Instructions to follow: Write out all of the lines below as a numbered list, skipping any blank lines and leaving out the pictures.

Outlined labeled areas:
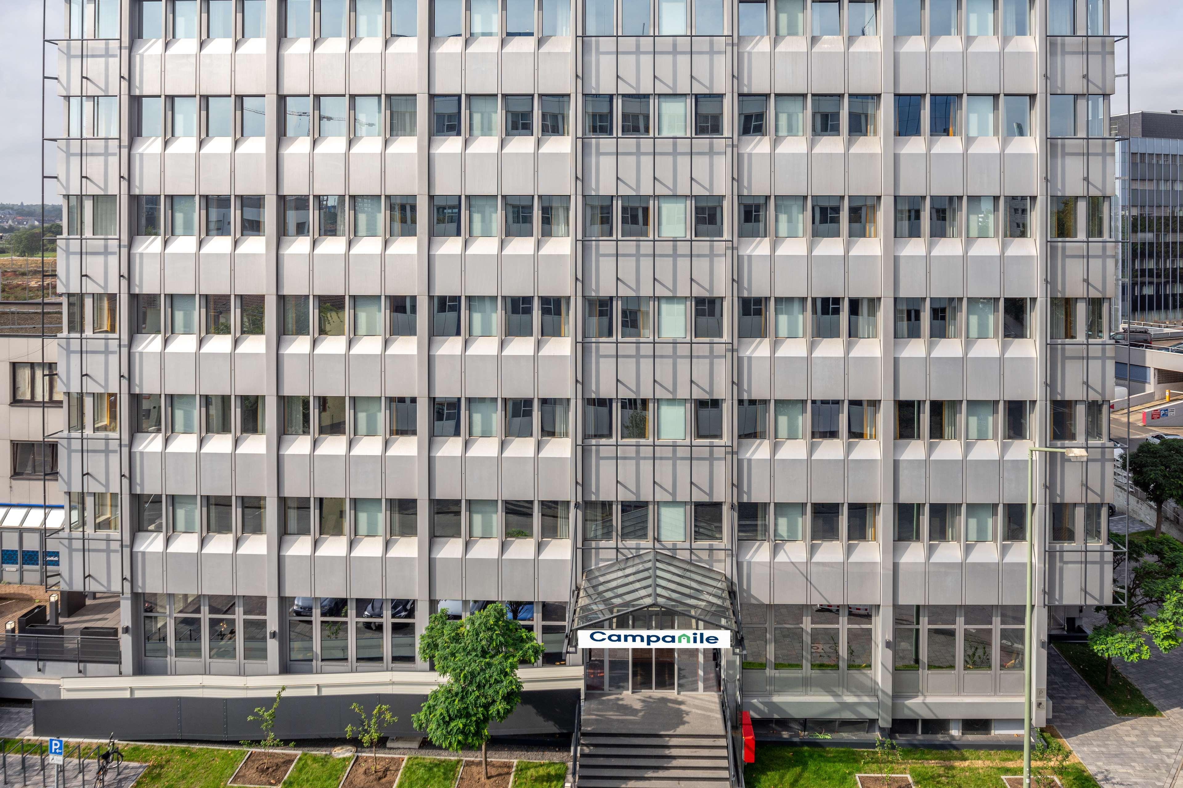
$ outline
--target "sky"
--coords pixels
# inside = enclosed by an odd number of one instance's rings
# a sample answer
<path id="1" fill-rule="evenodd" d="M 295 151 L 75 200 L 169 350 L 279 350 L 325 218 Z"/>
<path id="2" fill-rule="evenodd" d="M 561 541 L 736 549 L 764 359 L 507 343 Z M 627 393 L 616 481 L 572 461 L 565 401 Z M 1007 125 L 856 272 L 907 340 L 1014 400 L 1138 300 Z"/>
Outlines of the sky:
<path id="1" fill-rule="evenodd" d="M 0 111 L 6 118 L 0 125 L 0 202 L 40 201 L 41 1 L 0 0 Z M 1123 4 L 1113 0 L 1113 6 Z M 49 5 L 63 6 L 56 0 Z M 1183 2 L 1130 0 L 1130 14 L 1134 111 L 1183 109 L 1183 69 L 1175 60 L 1183 32 Z M 1124 15 L 1123 7 L 1114 15 L 1114 32 L 1124 27 Z M 53 35 L 51 31 L 50 38 Z M 1117 51 L 1120 73 L 1125 71 L 1124 45 Z M 56 67 L 56 58 L 51 66 Z M 1116 113 L 1125 111 L 1124 82 L 1118 80 L 1120 95 L 1113 97 Z M 52 168 L 52 159 L 46 165 Z M 54 200 L 54 195 L 47 193 L 46 200 Z"/>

Final result:
1. $ outline
2. --target "sky"
3. --coords pixels
4. # inside = enclosed by an odd number of one instance's rings
5. # a sample answer
6. <path id="1" fill-rule="evenodd" d="M 295 151 L 75 200 L 169 350 L 279 350 L 325 218 Z"/>
7. <path id="2" fill-rule="evenodd" d="M 561 541 L 736 549 L 764 359 L 507 343 Z M 627 393 L 616 481 L 572 461 L 565 401 Z M 1007 125 L 856 272 L 907 340 L 1014 400 L 1138 300 Z"/>
8. Outlines of the sky:
9. <path id="1" fill-rule="evenodd" d="M 0 111 L 6 118 L 0 125 L 0 202 L 40 201 L 41 1 L 0 0 Z M 1123 4 L 1113 0 L 1113 6 Z M 49 5 L 63 6 L 56 0 Z M 1183 2 L 1130 0 L 1130 14 L 1134 111 L 1183 109 L 1183 69 L 1175 60 L 1183 32 Z M 1124 15 L 1123 7 L 1114 15 L 1114 32 L 1124 27 Z M 53 35 L 51 31 L 50 38 Z M 1117 51 L 1120 73 L 1125 71 L 1124 45 Z M 56 67 L 56 58 L 51 66 Z M 1116 113 L 1125 111 L 1124 82 L 1118 80 L 1120 95 L 1113 97 Z M 52 168 L 52 159 L 46 165 Z M 54 200 L 54 195 L 47 193 L 46 200 Z"/>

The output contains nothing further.